◆ **What to produce**:
Find every line in the records below that includes the string "instance", matching uppercase and lowercase letters exactly, and copy each of those lines.

◆ **Given records**:
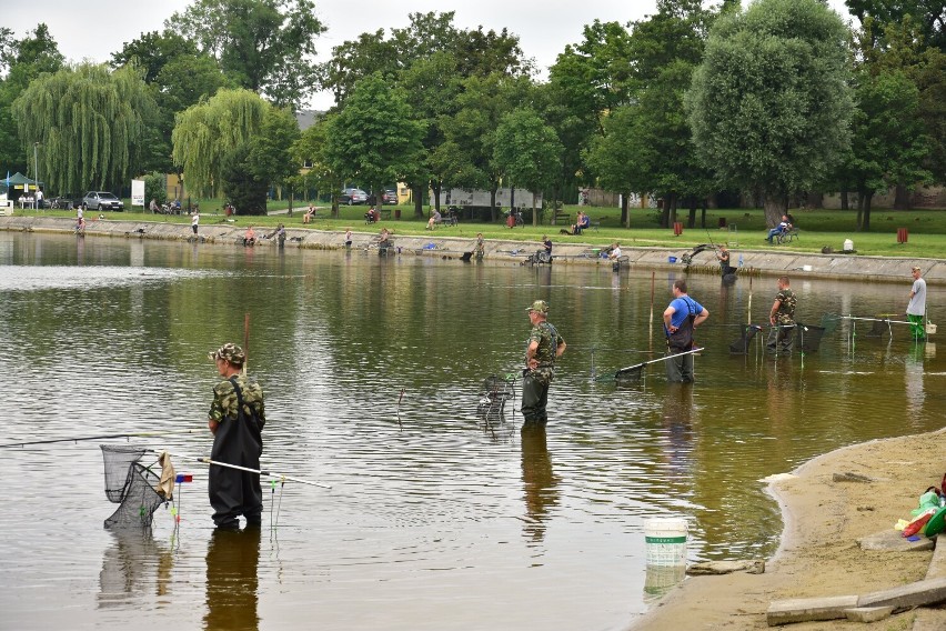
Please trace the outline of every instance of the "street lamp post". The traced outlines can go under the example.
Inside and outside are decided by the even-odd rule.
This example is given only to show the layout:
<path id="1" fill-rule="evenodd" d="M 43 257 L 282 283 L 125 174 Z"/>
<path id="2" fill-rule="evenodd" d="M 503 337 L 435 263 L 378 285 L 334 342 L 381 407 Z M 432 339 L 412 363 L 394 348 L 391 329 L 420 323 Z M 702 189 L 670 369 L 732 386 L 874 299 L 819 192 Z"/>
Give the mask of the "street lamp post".
<path id="1" fill-rule="evenodd" d="M 37 192 L 33 193 L 33 210 L 39 210 L 39 201 L 37 197 L 39 197 L 39 159 L 37 158 L 37 150 L 39 149 L 39 142 L 33 142 L 33 177 L 37 179 Z"/>

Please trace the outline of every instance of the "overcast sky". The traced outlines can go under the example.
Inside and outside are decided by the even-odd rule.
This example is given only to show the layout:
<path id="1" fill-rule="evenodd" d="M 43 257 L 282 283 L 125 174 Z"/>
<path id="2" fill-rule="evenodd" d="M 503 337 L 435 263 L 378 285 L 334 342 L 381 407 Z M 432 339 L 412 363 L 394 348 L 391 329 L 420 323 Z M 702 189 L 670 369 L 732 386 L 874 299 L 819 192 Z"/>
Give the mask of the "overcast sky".
<path id="1" fill-rule="evenodd" d="M 162 30 L 164 20 L 183 11 L 191 0 L 11 0 L 4 4 L 3 24 L 18 38 L 46 22 L 67 59 L 103 62 L 142 32 Z M 848 18 L 844 0 L 829 0 L 829 4 Z M 319 38 L 316 60 L 329 59 L 332 47 L 363 32 L 406 27 L 407 13 L 449 10 L 456 12 L 459 28 L 506 28 L 517 34 L 523 52 L 535 59 L 544 76 L 565 44 L 581 41 L 584 24 L 595 19 L 621 23 L 643 19 L 654 12 L 655 0 L 315 0 L 316 14 L 329 27 Z M 332 104 L 330 94 L 316 94 L 310 103 L 316 109 Z"/>

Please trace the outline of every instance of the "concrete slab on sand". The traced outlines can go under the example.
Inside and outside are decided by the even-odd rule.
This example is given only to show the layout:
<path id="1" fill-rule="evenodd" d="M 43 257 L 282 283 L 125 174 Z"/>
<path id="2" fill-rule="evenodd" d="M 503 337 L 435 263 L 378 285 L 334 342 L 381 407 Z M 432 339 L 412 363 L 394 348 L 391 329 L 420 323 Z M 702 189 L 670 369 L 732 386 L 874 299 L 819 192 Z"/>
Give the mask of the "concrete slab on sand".
<path id="1" fill-rule="evenodd" d="M 768 611 L 765 612 L 765 621 L 769 627 L 777 627 L 792 622 L 838 620 L 847 617 L 845 610 L 856 608 L 856 595 L 776 600 L 768 605 Z"/>
<path id="2" fill-rule="evenodd" d="M 857 544 L 862 550 L 889 550 L 893 552 L 922 552 L 933 550 L 936 547 L 933 539 L 919 535 L 918 540 L 910 541 L 894 529 L 883 530 L 874 534 L 868 534 L 867 537 L 862 537 L 857 540 Z"/>

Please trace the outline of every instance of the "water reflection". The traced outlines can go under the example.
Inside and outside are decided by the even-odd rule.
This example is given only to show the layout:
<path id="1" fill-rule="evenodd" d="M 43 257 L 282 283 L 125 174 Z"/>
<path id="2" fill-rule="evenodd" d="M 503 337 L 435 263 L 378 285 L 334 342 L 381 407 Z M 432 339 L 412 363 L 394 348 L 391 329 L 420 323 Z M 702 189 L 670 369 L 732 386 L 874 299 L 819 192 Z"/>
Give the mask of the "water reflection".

◆ **Correct response**:
Please trace the outline of every instance of the "street lamp post". The traced outlines can go under the example.
Please trace the outline of every instance of the "overcast sky". The traced outlines can go under the example.
Please trace the outline of every instance of the "concrete slab on sand". The traced outlines can go under the example.
Please trace the outline of every instance of the "water reflection". The traced outlines can go under the example.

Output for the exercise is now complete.